WHAT IS EXPECTED>
Arrange every line of the material below as a JSON list of strings, one string per line, skipping any blank lines.

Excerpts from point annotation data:

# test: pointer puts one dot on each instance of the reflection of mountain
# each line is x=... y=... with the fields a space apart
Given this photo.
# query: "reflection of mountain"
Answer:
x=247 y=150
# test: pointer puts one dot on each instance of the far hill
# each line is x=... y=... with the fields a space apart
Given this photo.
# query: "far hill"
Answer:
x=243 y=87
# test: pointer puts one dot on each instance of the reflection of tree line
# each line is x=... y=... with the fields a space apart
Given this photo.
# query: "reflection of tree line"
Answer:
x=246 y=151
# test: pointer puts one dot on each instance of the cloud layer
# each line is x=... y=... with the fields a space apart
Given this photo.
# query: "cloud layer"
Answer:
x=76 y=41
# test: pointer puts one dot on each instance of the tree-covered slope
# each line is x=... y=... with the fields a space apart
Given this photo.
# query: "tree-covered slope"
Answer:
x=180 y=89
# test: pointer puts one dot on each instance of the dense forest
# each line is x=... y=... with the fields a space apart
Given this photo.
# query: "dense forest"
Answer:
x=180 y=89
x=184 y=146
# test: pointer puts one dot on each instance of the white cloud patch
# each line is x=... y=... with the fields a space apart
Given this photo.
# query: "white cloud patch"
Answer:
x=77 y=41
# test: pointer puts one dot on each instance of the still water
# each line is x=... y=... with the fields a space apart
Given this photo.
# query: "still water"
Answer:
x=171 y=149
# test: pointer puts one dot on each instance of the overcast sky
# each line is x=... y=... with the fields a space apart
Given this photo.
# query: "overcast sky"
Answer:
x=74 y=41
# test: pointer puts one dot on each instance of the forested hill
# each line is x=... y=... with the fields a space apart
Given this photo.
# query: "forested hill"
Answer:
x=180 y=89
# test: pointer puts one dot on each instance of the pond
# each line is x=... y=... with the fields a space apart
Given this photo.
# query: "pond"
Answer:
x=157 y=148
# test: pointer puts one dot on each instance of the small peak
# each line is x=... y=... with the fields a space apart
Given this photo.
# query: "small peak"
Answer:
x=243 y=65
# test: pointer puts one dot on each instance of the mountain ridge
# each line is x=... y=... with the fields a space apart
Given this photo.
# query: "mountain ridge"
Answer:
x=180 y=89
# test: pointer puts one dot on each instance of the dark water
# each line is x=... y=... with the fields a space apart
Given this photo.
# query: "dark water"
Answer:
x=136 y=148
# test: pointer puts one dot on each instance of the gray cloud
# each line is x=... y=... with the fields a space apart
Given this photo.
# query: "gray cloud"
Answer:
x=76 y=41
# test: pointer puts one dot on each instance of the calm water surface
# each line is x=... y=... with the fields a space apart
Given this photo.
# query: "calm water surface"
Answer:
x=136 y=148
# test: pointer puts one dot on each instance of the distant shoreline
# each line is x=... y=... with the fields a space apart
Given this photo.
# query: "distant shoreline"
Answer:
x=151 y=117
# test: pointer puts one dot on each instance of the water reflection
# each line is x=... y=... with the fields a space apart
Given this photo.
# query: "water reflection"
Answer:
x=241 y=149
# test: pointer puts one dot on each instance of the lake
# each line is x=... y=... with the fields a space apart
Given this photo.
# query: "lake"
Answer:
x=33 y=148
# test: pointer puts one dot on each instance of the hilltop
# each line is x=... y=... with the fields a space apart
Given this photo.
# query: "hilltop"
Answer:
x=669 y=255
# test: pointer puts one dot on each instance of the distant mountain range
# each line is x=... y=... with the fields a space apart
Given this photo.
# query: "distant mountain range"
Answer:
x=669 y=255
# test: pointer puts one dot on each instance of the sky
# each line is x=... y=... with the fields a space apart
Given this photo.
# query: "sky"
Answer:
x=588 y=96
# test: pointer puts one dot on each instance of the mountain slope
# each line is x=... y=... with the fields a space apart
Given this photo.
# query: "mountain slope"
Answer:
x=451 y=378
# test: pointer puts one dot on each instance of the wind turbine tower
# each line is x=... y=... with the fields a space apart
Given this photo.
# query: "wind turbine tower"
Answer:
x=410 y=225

REPLY>
[
  "# test: pointer puts one dot on each instance of the reflection of mountain",
  "# each line is x=... y=... with the fields a space apart",
  "Given this photo.",
  "# query: \"reflection of mountain\"",
  "Answer:",
  "x=247 y=150",
  "# test: pointer puts one dot on each instance of the far hill",
  "# each line is x=... y=... with the fields a space apart",
  "Given this photo.",
  "# query: \"far hill\"",
  "Answer:",
  "x=243 y=87",
  "# test: pointer puts one dot on each instance of the reflection of tree line",
  "# each line is x=... y=... with the fields a space apart",
  "Given this photo.",
  "# query: \"reflection of tree line\"",
  "Answer:",
  "x=246 y=151",
  "# test: pointer puts one dot on each instance of the cloud layer",
  "# each line is x=... y=... with the fields a space apart",
  "Given this photo.",
  "# query: \"cloud layer\"",
  "Answer:",
  "x=76 y=41",
  "# test: pointer puts one dot on each instance of the tree-covered slope",
  "# each line is x=... y=... with the fields a space apart",
  "Given this photo.",
  "# query: \"tree-covered slope\"",
  "Answer:",
  "x=180 y=89",
  "# test: pointer puts one dot on each instance of the dense forest",
  "# each line is x=... y=... with the fields a space apart",
  "Given this photo.",
  "# query: \"dense forest\"",
  "Answer:",
  "x=180 y=89",
  "x=184 y=146",
  "# test: pointer puts one dot on each instance of the white cloud patch",
  "# each line is x=... y=... with the fields a space apart",
  "Given this photo.",
  "# query: \"white cloud patch\"",
  "Answer:",
  "x=77 y=41",
  "# test: pointer puts one dot on each instance of the still water",
  "# each line is x=... y=... with the fields a space apart",
  "Given this photo.",
  "# query: \"still water\"",
  "Answer:",
  "x=171 y=149",
  "# test: pointer puts one dot on each instance of the overcast sky",
  "# each line is x=... y=... with the fields a space apart",
  "Given this photo.",
  "# query: \"overcast sky\"",
  "Answer:",
  "x=74 y=41",
  "# test: pointer puts one dot on each instance of the forested hill",
  "# each line is x=... y=... with the fields a space apart",
  "Given this photo.",
  "# query: \"forested hill\"",
  "Answer:",
  "x=180 y=89",
  "# test: pointer puts one dot on each instance of the pond",
  "# each line is x=... y=... with the fields a space apart",
  "Given this photo.",
  "# query: \"pond\"",
  "Answer:",
  "x=157 y=148",
  "# test: pointer puts one dot on each instance of the small peak",
  "# each line is x=... y=... with the fields a space apart",
  "Given this photo.",
  "# query: \"small peak\"",
  "Answer:",
  "x=243 y=65",
  "# test: pointer puts one dot on each instance of the mountain ridge",
  "# each line is x=... y=... with the fields a space apart",
  "Given this photo.",
  "# query: \"mountain ridge\"",
  "Answer:",
  "x=180 y=89",
  "# test: pointer puts one dot on each instance of the dark water",
  "# each line is x=... y=... with the fields a space apart",
  "Given this photo.",
  "# query: \"dark water\"",
  "Answer:",
  "x=136 y=148",
  "# test: pointer puts one dot on each instance of the gray cloud",
  "# each line is x=... y=... with the fields a space apart",
  "Given this photo.",
  "# query: \"gray cloud\"",
  "Answer:",
  "x=76 y=41",
  "# test: pointer puts one dot on each instance of the calm water surface",
  "# each line is x=... y=... with the fields a space apart",
  "Given this photo.",
  "# query: \"calm water surface\"",
  "Answer:",
  "x=136 y=148",
  "# test: pointer puts one dot on each instance of the distant shoreline",
  "# each line is x=... y=... with the fields a space apart",
  "Given this photo.",
  "# query: \"distant shoreline\"",
  "Answer:",
  "x=151 y=117",
  "# test: pointer puts one dot on each instance of the water reflection",
  "# each line is x=... y=... with the fields a space apart",
  "Given this photo.",
  "# query: \"water reflection\"",
  "Answer:",
  "x=241 y=149",
  "# test: pointer puts one dot on each instance of the lake",
  "# each line is x=... y=... with the fields a space apart",
  "Given this photo.",
  "# query: \"lake\"",
  "Answer:",
  "x=33 y=148",
  "# test: pointer puts one dot on each instance of the hilltop",
  "# each line is x=... y=... with the fields a space apart",
  "Given this photo.",
  "# query: \"hilltop\"",
  "Answer:",
  "x=669 y=255",
  "# test: pointer puts one dot on each instance of the distant mountain range",
  "# each line is x=... y=... with the fields a space apart",
  "Given this photo.",
  "# query: \"distant mountain range\"",
  "Answer:",
  "x=669 y=255",
  "# test: pointer puts one dot on each instance of the sky",
  "# each line is x=... y=... with the fields a space apart",
  "Given this photo.",
  "# query: \"sky\"",
  "Answer:",
  "x=588 y=96",
  "# test: pointer puts one dot on each instance of the mountain slope",
  "# each line is x=... y=... with the fields a space apart",
  "Given this photo.",
  "# query: \"mountain slope\"",
  "Answer:",
  "x=451 y=378",
  "# test: pointer puts one dot on each instance of the wind turbine tower",
  "# each line is x=... y=... with the fields a space apart",
  "Given this photo.",
  "# query: \"wind turbine tower\"",
  "Answer:",
  "x=410 y=225"
]